Texto proporcionado:
——————————

Los primeros que la teorizaron fueron los estoicos, que se declararon abiertamente “ciudadanos del mundo” (kosmopolitês), significado que luego fue adquiriendo varios sentidos en la historia. Para el humanismo de raíz cristiana supuso un sentido moral, como defensa de la dignidad humana y valor supremo, que considera al ser humano como fin en sí mismo.
Desde la ilustración kantiana esta afirmación adquirió una acepción jurídica, en referencia a la necesidad de un sistema universal de derechos humanos que se pueda consagrar en algo parecido a una Constitución Universal. Desde 1948, la Declaración Universal de los DDHH ha buscado cumplir este papel, pero de forma inacabada e incompleta, en la medida en que no ha conseguido culminar con un sistema regido por tribunales con amplia jurisdicción internacional, aunque se han generado avances sustantivos por medio de convenciones y convenios internacionales que tienen rango constitucional.
Y en un tercer sentido, se fue generando un cosmopolitismo político, que apunta a la necesidad de órganos de gobierno cosmopolita e instituciones internacionales con capacidad de coacción, donde Naciones Unidas tiene el rol de abrir camino hacia una gobernanza democrática, a escala planetaria.
La resistencia a este proceso ha sido la obcecada defensa de una idea de la soberanía absoluta de los Estados, que cada vez se ha mostrado más inoperante de acuerdo con las realidades que la sociedad demanda. El temor de los nacionalistas, de distinto signo, apunta a la creación de una república universal, en la cual desaparezcan las entidades estatales bajo lógicas colonialistas. Para los tradicionalistas y conservadores, el miedo apela a un cosmopolitismo cultural que diluya las singularidades religiosas, las costumbres y los talentes específicos de los pueblos. También se confunde este proceso con la “globalización realmente existente”, que lejos de articular un derecho cosmopolita, lo que hace es desarticular los marcos regulatorios globales de cara al mercado autorregulado como norma suprema.
La justa crítica a la globalización neoliberal no siempre ha permitido ver que es posible y necesaria una mundialización de los derechos y las libertades, bajo un marco político igualitario y democrático.

——————————

Listado de origen:
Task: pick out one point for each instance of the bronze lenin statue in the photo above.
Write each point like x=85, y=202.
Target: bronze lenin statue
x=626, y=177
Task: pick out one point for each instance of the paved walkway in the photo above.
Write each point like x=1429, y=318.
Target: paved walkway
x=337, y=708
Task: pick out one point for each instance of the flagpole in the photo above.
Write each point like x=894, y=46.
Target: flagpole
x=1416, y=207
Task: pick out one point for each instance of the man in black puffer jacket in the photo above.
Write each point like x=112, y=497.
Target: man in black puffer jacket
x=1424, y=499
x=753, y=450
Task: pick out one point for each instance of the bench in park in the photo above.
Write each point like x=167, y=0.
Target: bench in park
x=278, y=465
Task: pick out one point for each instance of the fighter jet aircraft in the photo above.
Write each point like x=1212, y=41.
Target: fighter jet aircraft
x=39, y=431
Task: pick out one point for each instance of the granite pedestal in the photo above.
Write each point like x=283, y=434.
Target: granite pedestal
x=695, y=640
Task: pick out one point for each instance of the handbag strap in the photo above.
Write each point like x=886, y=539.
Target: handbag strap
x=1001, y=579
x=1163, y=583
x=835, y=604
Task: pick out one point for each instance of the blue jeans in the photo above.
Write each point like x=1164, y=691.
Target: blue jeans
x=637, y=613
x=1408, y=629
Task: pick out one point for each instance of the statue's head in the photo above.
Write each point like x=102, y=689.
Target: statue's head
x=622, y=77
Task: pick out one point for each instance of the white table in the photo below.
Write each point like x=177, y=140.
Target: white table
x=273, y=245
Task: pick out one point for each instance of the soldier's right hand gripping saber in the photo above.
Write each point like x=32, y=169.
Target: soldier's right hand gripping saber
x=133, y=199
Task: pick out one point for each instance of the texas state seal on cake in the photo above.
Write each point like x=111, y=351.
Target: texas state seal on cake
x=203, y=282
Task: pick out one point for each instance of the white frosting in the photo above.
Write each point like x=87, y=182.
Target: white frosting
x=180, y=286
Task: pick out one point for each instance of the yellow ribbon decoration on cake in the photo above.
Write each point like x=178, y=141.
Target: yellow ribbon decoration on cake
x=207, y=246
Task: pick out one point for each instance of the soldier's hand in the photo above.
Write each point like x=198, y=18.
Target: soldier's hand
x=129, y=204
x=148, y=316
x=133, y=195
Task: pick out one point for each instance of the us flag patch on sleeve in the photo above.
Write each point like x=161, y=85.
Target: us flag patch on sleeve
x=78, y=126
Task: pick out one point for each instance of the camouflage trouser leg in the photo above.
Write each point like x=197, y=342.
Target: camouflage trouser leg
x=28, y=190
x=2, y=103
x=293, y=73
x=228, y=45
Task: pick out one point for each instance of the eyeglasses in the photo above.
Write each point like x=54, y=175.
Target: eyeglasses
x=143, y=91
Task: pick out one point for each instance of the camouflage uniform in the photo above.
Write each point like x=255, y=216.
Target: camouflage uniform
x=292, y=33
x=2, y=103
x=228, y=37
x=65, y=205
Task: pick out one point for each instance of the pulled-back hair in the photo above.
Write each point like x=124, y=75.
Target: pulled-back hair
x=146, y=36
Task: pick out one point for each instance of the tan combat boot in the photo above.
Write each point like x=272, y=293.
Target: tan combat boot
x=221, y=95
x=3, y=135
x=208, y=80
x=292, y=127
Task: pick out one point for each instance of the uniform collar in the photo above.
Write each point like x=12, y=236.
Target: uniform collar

——————————

Tareas:
**a.** Transcribe sin cambios, del texto sobre el cosmopolitismo, todo lo que va desde "Desde la ilustración" hasta "a escala planetaria.".
**b.** Resume en forma de lista el párrafo del texto sobre el cosmopolitismo que empieza con "La resistencia a este proceso", conservando sus datos principales.
El listado no interviene en nada de esto.

Respuestas:
**a.**
Desde la ilustración kantiana esta afirmación adquirió una acepción jurídica, en referencia a la necesidad de un sistema universal de derechos humanos que se pueda consagrar en algo parecido a una Constitución Universal. Desde 1948, la Declaración Universal de los DDHH ha buscado cumplir este papel, pero de forma inacabada e incompleta, en la medida en que no ha conseguido culminar con un sistema regido por tribunales con amplia jurisdicción internacional, aunque se han generado avances sustantivos por medio de convenciones y convenios internacionales que tienen rango constitucional.
Y en un tercer sentido, se fue generando un cosmopolitismo político, que apunta a la necesidad de órganos de gobierno cosmopolita e instituciones internacionales con capacidad de coacción, donde Naciones Unidas tiene el rol de abrir camino hacia una gobernanza democrática, a escala planetaria.

**b.**
- La principal resistencia ha sido la defensa obstinada de la soberanía absoluta de los Estados, cada vez más inoperante ante lo que la sociedad demanda.
- Los nacionalistas temen una república universal en la que los Estados desaparezcan bajo lógicas colonialistas.
- Tradicionalistas y conservadores temen un cosmopolitismo cultural que diluya las singularidades religiosas, las costumbres y los talentos propios de los pueblos.
- Este proceso se confunde con la "globalización realmente existente". Esa globalización desarticula los marcos regulatorios globales y pone el mercado autorregulado como norma suprema.